===== DATA FOR THIS EXERCISE

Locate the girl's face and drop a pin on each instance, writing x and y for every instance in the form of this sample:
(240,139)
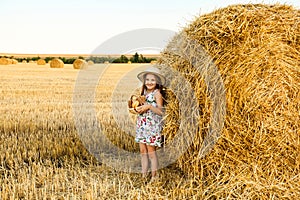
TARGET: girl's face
(150,81)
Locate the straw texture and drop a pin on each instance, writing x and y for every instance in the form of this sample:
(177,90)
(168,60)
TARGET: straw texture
(256,51)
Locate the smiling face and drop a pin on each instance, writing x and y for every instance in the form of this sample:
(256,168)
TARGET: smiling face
(150,81)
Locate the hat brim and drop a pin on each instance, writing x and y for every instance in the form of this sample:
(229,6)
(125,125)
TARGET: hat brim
(141,76)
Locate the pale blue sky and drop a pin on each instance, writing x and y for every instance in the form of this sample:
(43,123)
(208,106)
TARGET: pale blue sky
(79,26)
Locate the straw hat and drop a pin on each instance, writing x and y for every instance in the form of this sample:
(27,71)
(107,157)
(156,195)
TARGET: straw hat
(154,71)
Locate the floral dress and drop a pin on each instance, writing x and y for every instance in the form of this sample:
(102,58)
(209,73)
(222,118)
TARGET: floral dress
(149,124)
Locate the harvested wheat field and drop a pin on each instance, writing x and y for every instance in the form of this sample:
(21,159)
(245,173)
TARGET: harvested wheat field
(232,110)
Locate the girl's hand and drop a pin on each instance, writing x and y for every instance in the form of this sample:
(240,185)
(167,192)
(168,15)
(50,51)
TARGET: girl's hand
(143,108)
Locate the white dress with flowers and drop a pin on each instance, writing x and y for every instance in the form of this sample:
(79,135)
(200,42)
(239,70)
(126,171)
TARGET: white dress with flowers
(149,124)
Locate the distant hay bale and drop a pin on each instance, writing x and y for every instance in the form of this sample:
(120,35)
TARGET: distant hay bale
(41,62)
(56,63)
(90,62)
(5,61)
(80,64)
(256,51)
(14,61)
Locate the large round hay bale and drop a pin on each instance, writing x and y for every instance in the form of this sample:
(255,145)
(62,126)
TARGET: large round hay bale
(41,62)
(256,50)
(80,64)
(56,63)
(5,61)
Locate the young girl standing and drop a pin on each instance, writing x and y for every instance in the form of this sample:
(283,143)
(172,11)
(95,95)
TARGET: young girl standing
(149,119)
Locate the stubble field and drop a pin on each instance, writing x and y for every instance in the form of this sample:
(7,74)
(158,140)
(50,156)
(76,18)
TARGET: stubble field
(41,153)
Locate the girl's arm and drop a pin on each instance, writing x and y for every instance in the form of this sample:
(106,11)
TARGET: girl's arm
(158,110)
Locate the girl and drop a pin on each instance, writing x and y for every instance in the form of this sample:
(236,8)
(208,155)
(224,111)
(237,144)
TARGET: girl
(149,120)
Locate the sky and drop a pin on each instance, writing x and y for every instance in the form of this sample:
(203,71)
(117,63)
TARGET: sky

==========

## WRITTEN EXERCISE
Write out all the rows above again, swapping "drop a pin" for "place a marker" everywhere and keeping everything else the same. Leave out the pictures.

## ANSWER IN FULL
Locate the girl's face and place a marker on each instance, writing x and y for every instance in the form of this sample:
(240,139)
TARGET: girl's face
(150,81)
Locate the straw texture and place a marker on each instance, writing x and y for every instance in the form of this sample:
(177,90)
(168,60)
TARGET: straw texture
(256,51)
Locate the smiling face and place a marker on each instance, writing x and y for every instance in the form of this sample:
(256,168)
TARGET: smiling face
(150,81)
Locate the hat brim and place a marker on each instance, writing x and y for every instance in the form of this sample:
(229,6)
(125,125)
TARGET: hat brim
(141,76)
Locate the pale blue sky and place a marker on each instance, writing x and y for every instance in the form of this sample:
(43,123)
(208,106)
TARGET: pale blue sky
(79,26)
Locate the straw hat and place a marker on each instance, writing x and y for every instance in the form of this sample:
(27,71)
(107,157)
(156,195)
TARGET: straw hat
(154,71)
Locate the floral dress and place a marker on each instance, writing x and y for every instance in the form of this sample:
(102,58)
(209,73)
(222,118)
TARGET: floral dress
(149,124)
Locate the harvested wheat field and place a marker on each instance, writing x and y for every instance in the form of this sample:
(21,159)
(245,173)
TARGET: harvested wheat field
(232,110)
Locate the girl's hand and place a marker on each instance, writing x and y for every instance in the form of this sample:
(240,185)
(167,192)
(168,15)
(50,51)
TARGET: girl's hand
(143,108)
Locate the white dress with flowers and place a marker on each instance, writing x and y for every instance in the form of this sample:
(79,135)
(200,42)
(239,70)
(126,171)
TARGET: white dress with flowers
(149,124)
Locate the distant hay bale and place a marker on each instance, writing x and y for every instance in the form of this sample:
(120,35)
TARGET: distant hay bale
(41,62)
(56,63)
(90,62)
(5,61)
(80,64)
(256,51)
(14,61)
Locate the large round hay bale and place a marker on each instance, writing x and y for every instance in the form of this sample:
(255,145)
(62,126)
TARGET: large round hay bale
(41,62)
(256,50)
(80,64)
(56,63)
(5,61)
Locate the young girl standing and place a marker on each instance, writing x and y for every instance in the form of this sample:
(283,143)
(172,11)
(95,95)
TARGET: young girl standing
(149,119)
Locate the stubble field and place a marker on each instance, writing x and y for every instance in the form of this sample:
(7,74)
(158,140)
(50,156)
(76,18)
TARGET: stubble field
(41,153)
Locate the girl's arm and place a marker on each instance, writing x and y for every instance in the form of this sample:
(106,11)
TARGET: girl's arm
(158,110)
Locate the girl and place a marker on each instance, writing x and y for every instance in the form of this sample:
(236,8)
(208,155)
(224,111)
(237,144)
TARGET: girl
(149,120)
Locate the sky and place a marker on each instance, writing x and y for every instance in the form of this sample:
(203,71)
(117,63)
TARGET: sky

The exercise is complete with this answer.